>> START Exercise material

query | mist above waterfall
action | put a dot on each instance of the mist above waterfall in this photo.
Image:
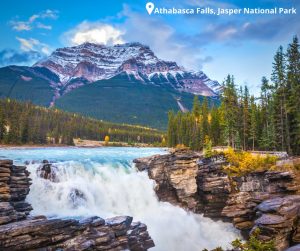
(91, 182)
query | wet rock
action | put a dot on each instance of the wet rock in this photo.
(265, 199)
(19, 231)
(47, 171)
(175, 176)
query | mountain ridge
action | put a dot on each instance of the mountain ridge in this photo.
(89, 62)
(121, 84)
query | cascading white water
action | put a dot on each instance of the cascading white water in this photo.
(107, 186)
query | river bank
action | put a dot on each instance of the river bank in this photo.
(264, 199)
(87, 182)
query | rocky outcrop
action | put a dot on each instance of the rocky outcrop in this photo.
(266, 199)
(14, 186)
(278, 220)
(175, 176)
(94, 233)
(20, 231)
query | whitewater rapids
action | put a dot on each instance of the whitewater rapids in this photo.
(104, 182)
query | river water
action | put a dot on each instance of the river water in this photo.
(104, 182)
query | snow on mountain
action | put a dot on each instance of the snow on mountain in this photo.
(90, 62)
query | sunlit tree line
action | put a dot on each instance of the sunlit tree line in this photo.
(269, 121)
(23, 123)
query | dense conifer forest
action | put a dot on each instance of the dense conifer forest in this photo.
(25, 123)
(270, 121)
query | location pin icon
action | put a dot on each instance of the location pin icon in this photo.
(149, 7)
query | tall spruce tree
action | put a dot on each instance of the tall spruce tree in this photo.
(293, 91)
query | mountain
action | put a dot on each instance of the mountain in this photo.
(124, 83)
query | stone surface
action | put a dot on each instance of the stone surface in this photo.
(19, 231)
(175, 176)
(266, 199)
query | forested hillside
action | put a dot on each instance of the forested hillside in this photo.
(23, 123)
(268, 122)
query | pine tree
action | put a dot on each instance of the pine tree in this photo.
(280, 113)
(293, 90)
(253, 122)
(230, 103)
(204, 118)
(2, 125)
(245, 117)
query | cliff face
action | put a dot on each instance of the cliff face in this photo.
(268, 199)
(19, 231)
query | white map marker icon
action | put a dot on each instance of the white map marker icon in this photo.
(149, 7)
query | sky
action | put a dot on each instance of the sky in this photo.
(242, 45)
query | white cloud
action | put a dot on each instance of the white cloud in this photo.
(20, 26)
(31, 22)
(94, 32)
(161, 37)
(43, 26)
(32, 44)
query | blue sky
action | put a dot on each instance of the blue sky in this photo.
(242, 45)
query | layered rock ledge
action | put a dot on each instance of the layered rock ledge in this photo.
(269, 200)
(20, 231)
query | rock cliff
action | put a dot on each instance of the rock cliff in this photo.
(20, 231)
(266, 199)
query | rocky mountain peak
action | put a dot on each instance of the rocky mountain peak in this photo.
(92, 62)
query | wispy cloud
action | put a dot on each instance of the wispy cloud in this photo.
(32, 23)
(94, 32)
(13, 57)
(32, 44)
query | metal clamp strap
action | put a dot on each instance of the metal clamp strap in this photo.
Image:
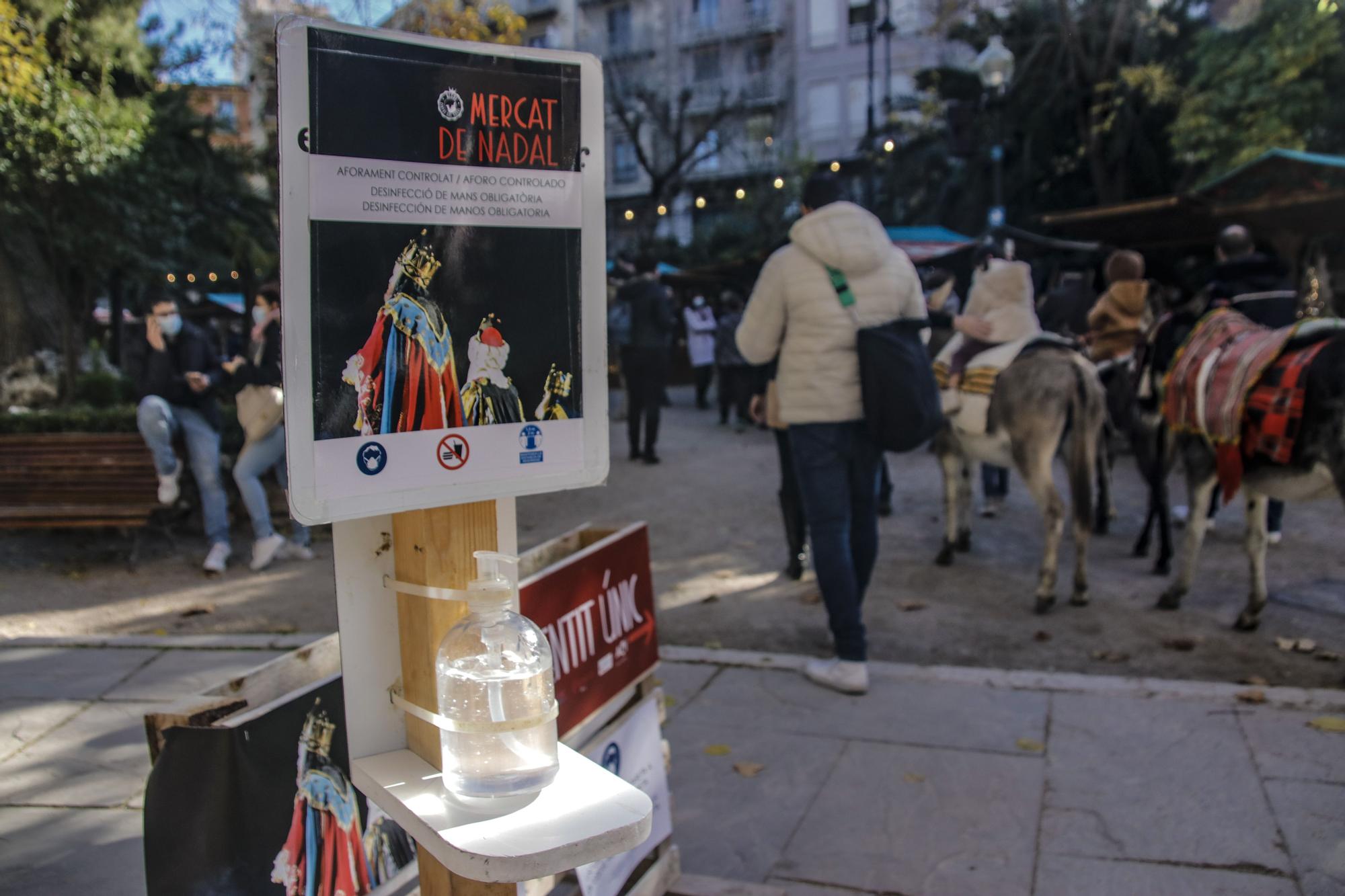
(443, 723)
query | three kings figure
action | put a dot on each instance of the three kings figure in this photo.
(404, 377)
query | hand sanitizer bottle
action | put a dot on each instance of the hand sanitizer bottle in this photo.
(496, 686)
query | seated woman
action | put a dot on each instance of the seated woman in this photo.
(1121, 317)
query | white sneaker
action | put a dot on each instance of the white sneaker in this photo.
(219, 556)
(169, 489)
(266, 551)
(294, 551)
(839, 674)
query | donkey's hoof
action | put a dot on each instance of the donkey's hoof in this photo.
(1247, 622)
(1171, 599)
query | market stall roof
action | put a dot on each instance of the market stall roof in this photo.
(929, 243)
(1281, 192)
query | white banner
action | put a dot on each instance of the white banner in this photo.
(381, 192)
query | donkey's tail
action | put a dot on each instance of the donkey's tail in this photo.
(1087, 412)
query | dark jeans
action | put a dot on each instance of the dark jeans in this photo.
(704, 374)
(995, 482)
(839, 477)
(646, 374)
(735, 392)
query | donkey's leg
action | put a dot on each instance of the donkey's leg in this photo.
(965, 495)
(1256, 541)
(1036, 471)
(952, 463)
(1202, 485)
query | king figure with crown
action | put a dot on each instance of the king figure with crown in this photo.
(489, 396)
(404, 377)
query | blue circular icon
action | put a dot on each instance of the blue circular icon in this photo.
(613, 759)
(372, 459)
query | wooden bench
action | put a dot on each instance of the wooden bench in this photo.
(63, 481)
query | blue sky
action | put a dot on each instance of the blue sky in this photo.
(212, 25)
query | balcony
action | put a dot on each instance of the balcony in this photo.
(736, 22)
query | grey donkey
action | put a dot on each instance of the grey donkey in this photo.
(1316, 471)
(1050, 399)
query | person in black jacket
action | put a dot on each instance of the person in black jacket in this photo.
(262, 454)
(177, 380)
(645, 361)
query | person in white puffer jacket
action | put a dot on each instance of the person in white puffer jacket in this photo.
(796, 313)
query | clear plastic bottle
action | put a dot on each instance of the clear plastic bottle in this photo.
(496, 684)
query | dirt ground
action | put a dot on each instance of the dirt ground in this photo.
(719, 544)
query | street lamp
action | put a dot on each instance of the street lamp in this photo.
(995, 65)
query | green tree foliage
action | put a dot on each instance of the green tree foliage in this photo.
(1272, 84)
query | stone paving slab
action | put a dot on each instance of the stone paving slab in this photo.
(61, 852)
(911, 819)
(1155, 779)
(98, 759)
(734, 826)
(67, 674)
(683, 682)
(1285, 747)
(178, 673)
(1313, 819)
(934, 715)
(1073, 876)
(22, 721)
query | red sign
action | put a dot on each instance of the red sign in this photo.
(597, 608)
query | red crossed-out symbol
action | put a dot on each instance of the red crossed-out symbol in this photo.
(453, 452)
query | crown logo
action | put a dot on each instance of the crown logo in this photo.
(318, 732)
(419, 263)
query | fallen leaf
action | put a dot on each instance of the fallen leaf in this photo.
(1334, 724)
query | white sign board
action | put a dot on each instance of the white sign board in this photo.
(636, 752)
(443, 276)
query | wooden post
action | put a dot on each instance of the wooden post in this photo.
(435, 548)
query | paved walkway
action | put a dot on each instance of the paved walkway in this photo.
(942, 780)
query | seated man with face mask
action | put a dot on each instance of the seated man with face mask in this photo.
(177, 376)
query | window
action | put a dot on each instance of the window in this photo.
(707, 14)
(705, 65)
(626, 169)
(759, 57)
(825, 110)
(859, 21)
(619, 36)
(708, 153)
(227, 116)
(822, 24)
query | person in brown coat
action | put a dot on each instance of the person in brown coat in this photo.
(1118, 321)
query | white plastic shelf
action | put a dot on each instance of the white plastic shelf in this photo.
(584, 815)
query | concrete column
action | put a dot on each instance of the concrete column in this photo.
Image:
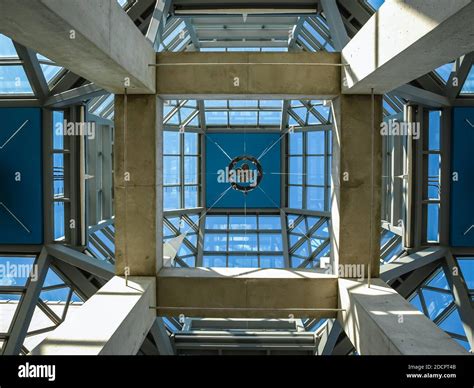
(137, 184)
(378, 321)
(115, 321)
(356, 181)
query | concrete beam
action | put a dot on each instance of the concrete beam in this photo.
(245, 293)
(115, 321)
(409, 263)
(422, 96)
(356, 180)
(378, 321)
(336, 25)
(243, 75)
(101, 269)
(137, 176)
(96, 40)
(405, 40)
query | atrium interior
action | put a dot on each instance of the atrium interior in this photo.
(236, 178)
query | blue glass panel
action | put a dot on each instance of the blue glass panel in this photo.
(242, 242)
(214, 261)
(315, 168)
(432, 224)
(243, 261)
(416, 302)
(315, 198)
(190, 170)
(16, 270)
(243, 118)
(452, 323)
(171, 198)
(467, 269)
(215, 242)
(58, 126)
(445, 71)
(216, 118)
(271, 262)
(171, 142)
(190, 197)
(295, 140)
(295, 197)
(269, 118)
(14, 81)
(269, 222)
(436, 302)
(296, 170)
(171, 170)
(315, 142)
(7, 50)
(434, 130)
(242, 222)
(270, 242)
(58, 209)
(468, 87)
(190, 143)
(216, 222)
(439, 281)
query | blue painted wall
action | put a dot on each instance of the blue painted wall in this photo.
(236, 144)
(24, 199)
(462, 191)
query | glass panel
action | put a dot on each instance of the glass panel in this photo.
(190, 143)
(436, 302)
(452, 323)
(58, 125)
(315, 198)
(242, 222)
(242, 242)
(171, 198)
(439, 281)
(7, 50)
(468, 87)
(215, 242)
(216, 222)
(190, 197)
(216, 118)
(269, 118)
(296, 170)
(295, 197)
(315, 142)
(295, 140)
(271, 262)
(14, 80)
(315, 167)
(434, 130)
(432, 223)
(434, 168)
(190, 169)
(58, 209)
(171, 170)
(243, 118)
(171, 142)
(243, 261)
(269, 222)
(15, 270)
(214, 261)
(270, 242)
(467, 269)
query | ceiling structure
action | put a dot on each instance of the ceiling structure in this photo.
(293, 232)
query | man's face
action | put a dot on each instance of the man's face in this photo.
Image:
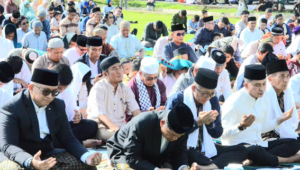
(244, 18)
(256, 88)
(202, 95)
(280, 80)
(24, 25)
(81, 50)
(169, 134)
(94, 52)
(149, 79)
(37, 96)
(178, 36)
(126, 68)
(55, 54)
(125, 32)
(37, 30)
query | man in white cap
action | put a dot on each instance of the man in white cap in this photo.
(110, 99)
(35, 39)
(149, 91)
(46, 24)
(54, 55)
(126, 44)
(187, 79)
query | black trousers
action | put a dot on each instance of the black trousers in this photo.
(226, 155)
(269, 156)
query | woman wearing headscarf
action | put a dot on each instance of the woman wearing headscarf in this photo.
(27, 11)
(10, 6)
(9, 32)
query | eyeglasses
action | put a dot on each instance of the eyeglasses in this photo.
(180, 34)
(46, 92)
(206, 95)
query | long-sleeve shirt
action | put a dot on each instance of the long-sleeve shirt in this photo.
(151, 35)
(177, 20)
(31, 40)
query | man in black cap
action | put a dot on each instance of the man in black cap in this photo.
(178, 36)
(180, 18)
(200, 98)
(153, 139)
(31, 120)
(245, 116)
(93, 59)
(13, 19)
(204, 36)
(73, 54)
(153, 32)
(110, 99)
(6, 75)
(250, 33)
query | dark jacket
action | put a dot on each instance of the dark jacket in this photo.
(138, 144)
(151, 35)
(20, 135)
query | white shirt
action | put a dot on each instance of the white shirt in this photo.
(72, 55)
(159, 46)
(224, 85)
(234, 108)
(248, 36)
(112, 30)
(6, 46)
(269, 20)
(126, 47)
(21, 34)
(280, 49)
(43, 124)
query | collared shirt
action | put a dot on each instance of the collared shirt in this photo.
(42, 119)
(44, 62)
(103, 100)
(126, 47)
(66, 26)
(31, 40)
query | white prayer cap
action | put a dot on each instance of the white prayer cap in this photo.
(204, 62)
(149, 65)
(55, 43)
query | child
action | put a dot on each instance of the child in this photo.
(263, 26)
(55, 23)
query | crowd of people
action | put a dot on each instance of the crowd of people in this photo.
(74, 77)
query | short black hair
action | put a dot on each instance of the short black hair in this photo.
(136, 64)
(65, 75)
(15, 62)
(245, 12)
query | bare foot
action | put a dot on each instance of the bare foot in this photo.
(91, 143)
(247, 162)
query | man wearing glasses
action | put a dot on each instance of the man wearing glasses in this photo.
(30, 122)
(200, 98)
(178, 37)
(73, 54)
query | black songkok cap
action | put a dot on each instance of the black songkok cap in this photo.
(206, 78)
(251, 19)
(219, 57)
(178, 27)
(6, 72)
(45, 77)
(269, 58)
(94, 41)
(181, 119)
(81, 40)
(277, 66)
(96, 9)
(179, 51)
(255, 72)
(107, 62)
(207, 19)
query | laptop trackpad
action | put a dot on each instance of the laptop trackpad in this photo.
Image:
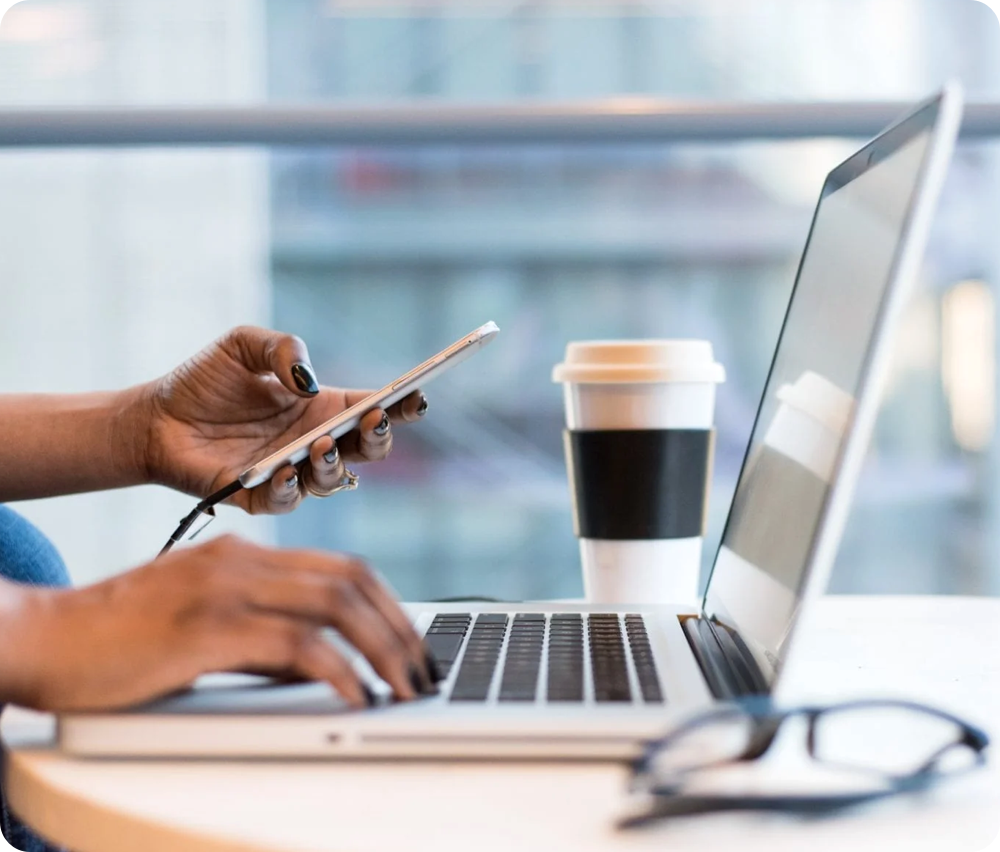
(246, 694)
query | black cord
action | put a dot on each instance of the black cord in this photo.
(205, 507)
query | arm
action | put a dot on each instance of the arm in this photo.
(225, 605)
(195, 429)
(65, 444)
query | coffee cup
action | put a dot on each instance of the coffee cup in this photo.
(639, 444)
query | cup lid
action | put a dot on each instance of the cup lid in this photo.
(638, 361)
(820, 399)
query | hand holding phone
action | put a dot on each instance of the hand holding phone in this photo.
(392, 393)
(338, 426)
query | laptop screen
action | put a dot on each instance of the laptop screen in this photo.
(808, 403)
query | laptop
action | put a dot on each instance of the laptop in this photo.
(566, 680)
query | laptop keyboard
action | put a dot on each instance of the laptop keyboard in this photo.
(564, 657)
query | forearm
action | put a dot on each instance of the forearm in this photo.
(66, 444)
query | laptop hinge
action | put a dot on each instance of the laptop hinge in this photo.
(725, 661)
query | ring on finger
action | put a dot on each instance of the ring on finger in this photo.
(347, 482)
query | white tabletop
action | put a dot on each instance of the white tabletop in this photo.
(942, 650)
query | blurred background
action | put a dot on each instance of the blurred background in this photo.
(118, 263)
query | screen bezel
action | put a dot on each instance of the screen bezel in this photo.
(939, 116)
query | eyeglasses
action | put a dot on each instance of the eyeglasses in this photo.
(885, 746)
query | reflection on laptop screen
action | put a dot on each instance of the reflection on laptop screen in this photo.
(808, 402)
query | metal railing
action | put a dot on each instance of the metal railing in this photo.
(612, 121)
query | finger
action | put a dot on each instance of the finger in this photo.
(383, 601)
(325, 469)
(371, 441)
(412, 407)
(279, 495)
(332, 590)
(266, 351)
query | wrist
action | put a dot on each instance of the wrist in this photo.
(20, 612)
(131, 434)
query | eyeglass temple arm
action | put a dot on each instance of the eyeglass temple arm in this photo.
(205, 507)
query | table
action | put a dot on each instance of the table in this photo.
(942, 650)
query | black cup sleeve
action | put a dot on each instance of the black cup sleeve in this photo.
(634, 484)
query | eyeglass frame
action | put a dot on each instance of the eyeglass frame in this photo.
(767, 721)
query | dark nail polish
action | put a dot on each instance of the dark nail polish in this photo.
(305, 378)
(419, 682)
(432, 667)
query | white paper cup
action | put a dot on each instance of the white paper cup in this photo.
(639, 446)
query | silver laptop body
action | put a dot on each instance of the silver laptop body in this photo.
(590, 682)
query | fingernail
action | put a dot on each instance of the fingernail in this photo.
(305, 378)
(432, 667)
(420, 685)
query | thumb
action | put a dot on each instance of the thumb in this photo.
(284, 355)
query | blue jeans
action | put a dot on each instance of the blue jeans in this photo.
(26, 556)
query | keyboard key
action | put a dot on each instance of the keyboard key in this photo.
(609, 667)
(444, 646)
(642, 656)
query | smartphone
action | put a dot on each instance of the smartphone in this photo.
(392, 393)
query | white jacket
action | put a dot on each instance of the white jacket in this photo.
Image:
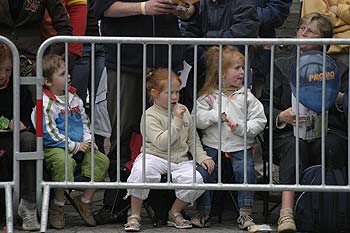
(233, 106)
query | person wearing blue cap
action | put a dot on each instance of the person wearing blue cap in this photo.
(313, 25)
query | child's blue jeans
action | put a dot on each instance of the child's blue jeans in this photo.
(245, 198)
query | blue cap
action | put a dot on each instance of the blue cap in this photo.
(311, 75)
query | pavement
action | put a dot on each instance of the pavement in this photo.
(75, 224)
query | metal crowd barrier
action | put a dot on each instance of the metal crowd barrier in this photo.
(12, 188)
(46, 185)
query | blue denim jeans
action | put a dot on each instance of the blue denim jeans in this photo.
(81, 74)
(245, 198)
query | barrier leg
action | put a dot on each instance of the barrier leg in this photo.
(45, 208)
(9, 213)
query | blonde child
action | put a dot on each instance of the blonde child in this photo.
(232, 118)
(79, 140)
(156, 146)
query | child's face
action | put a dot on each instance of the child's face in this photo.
(161, 98)
(235, 74)
(5, 71)
(57, 83)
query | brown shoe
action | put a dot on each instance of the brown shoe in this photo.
(84, 210)
(286, 224)
(56, 216)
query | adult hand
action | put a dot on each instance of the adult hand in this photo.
(179, 111)
(333, 9)
(159, 7)
(209, 165)
(21, 125)
(183, 12)
(289, 117)
(84, 146)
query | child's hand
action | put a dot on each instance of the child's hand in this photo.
(208, 165)
(224, 117)
(179, 111)
(232, 125)
(21, 125)
(84, 146)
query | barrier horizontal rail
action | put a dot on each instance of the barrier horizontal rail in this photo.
(214, 186)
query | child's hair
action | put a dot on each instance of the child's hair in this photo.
(212, 72)
(158, 79)
(5, 52)
(51, 63)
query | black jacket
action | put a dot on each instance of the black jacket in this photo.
(24, 30)
(220, 19)
(139, 26)
(282, 96)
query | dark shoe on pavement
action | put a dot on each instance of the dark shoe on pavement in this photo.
(201, 220)
(29, 217)
(56, 216)
(85, 211)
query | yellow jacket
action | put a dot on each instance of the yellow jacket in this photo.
(340, 19)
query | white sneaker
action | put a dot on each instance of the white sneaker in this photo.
(29, 217)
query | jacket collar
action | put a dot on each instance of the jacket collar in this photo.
(52, 96)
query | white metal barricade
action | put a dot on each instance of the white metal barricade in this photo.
(168, 185)
(12, 187)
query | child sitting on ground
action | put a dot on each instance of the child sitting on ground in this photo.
(79, 140)
(232, 118)
(156, 147)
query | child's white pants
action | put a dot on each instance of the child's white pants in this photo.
(181, 173)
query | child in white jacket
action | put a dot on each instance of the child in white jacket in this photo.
(233, 126)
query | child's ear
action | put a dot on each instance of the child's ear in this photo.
(47, 82)
(154, 92)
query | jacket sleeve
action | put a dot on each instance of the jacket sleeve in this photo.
(101, 6)
(159, 135)
(256, 119)
(197, 148)
(192, 27)
(60, 22)
(273, 14)
(245, 21)
(322, 6)
(207, 114)
(343, 12)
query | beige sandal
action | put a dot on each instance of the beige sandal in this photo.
(177, 220)
(133, 224)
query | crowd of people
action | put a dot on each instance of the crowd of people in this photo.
(230, 106)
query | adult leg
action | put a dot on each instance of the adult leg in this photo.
(245, 198)
(285, 157)
(203, 203)
(183, 173)
(27, 207)
(130, 115)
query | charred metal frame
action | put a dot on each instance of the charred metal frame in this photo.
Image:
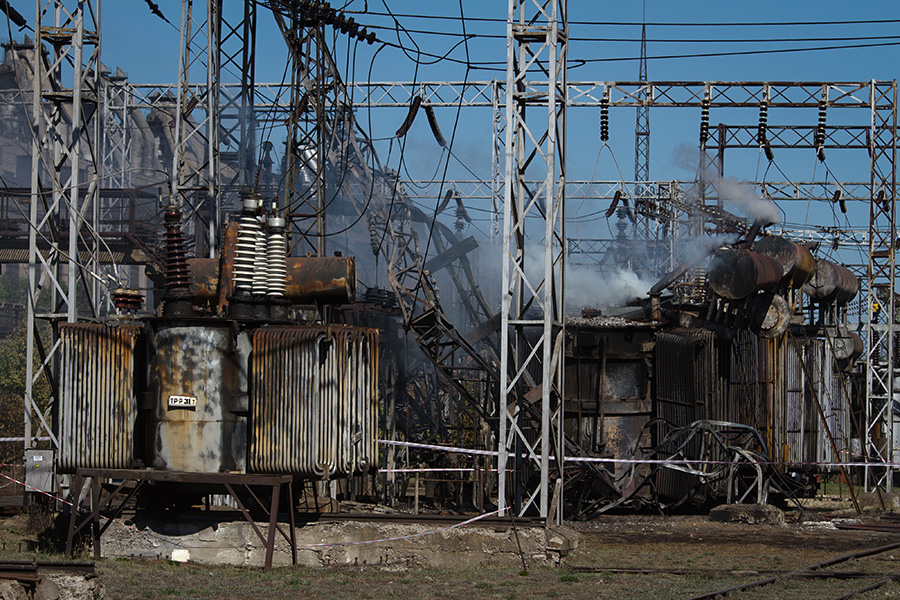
(537, 51)
(228, 481)
(195, 177)
(65, 100)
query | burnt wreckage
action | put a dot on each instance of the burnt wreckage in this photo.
(229, 376)
(745, 386)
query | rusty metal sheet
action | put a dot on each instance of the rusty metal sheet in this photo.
(313, 400)
(98, 407)
(796, 261)
(194, 382)
(738, 273)
(832, 283)
(310, 280)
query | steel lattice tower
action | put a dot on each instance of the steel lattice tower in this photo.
(642, 125)
(63, 241)
(531, 411)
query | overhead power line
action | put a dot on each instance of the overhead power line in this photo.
(639, 23)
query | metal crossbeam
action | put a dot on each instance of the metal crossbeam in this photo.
(537, 34)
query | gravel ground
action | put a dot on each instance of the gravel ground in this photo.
(682, 555)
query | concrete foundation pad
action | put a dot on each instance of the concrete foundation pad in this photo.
(340, 543)
(754, 514)
(873, 501)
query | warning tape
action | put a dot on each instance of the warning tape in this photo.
(433, 470)
(633, 461)
(299, 546)
(403, 537)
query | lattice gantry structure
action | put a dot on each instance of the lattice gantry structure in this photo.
(531, 411)
(63, 250)
(214, 126)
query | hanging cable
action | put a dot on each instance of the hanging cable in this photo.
(435, 130)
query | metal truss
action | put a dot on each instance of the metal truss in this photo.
(63, 252)
(195, 167)
(533, 311)
(319, 127)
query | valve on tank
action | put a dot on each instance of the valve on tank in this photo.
(177, 299)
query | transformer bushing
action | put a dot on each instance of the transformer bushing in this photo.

>> END Exercise material

__Aim__
Recast the lines as a numbered list, starting with the line that contains "query | metal crossbeam" and going on through the last line, and leave out any blank lines.

__Exercise result__
1. query | metal crossbeam
2. action | put a dot on each instance of the metal crossbeam in this photo.
3. (537, 34)
4. query | gravel ground
5. action | put a dot on each instance of the gravel ground in this photo.
6. (682, 555)
7. query | concrete foundation pad
8. action | put a dot on each instance of the concrete foundation pad in this photo.
9. (340, 543)
10. (754, 514)
11. (873, 501)
12. query | warning tape
13. action | put a dot on each instance of the warning tape in this photo.
14. (433, 470)
15. (633, 461)
16. (299, 546)
17. (403, 537)
18. query | lattice gantry structure
19. action | put a dot on each instance of the lattice gantry structure in this photo.
20. (531, 411)
21. (63, 250)
22. (214, 126)
23. query | hanging cable
24. action | put a dot on each instance of the hanging cable in this photo.
25. (435, 130)
26. query | metal truss
27. action | put a dot on each instance of the metal truss in this photo.
28. (63, 252)
29. (195, 167)
30. (533, 311)
31. (319, 127)
32. query | valve on tank
33. action | put a dot on each instance of the valve on tank in this photo.
34. (177, 299)
35. query | transformer bushing
36. action | put a dot on each instance of the transformer bushing in this photo.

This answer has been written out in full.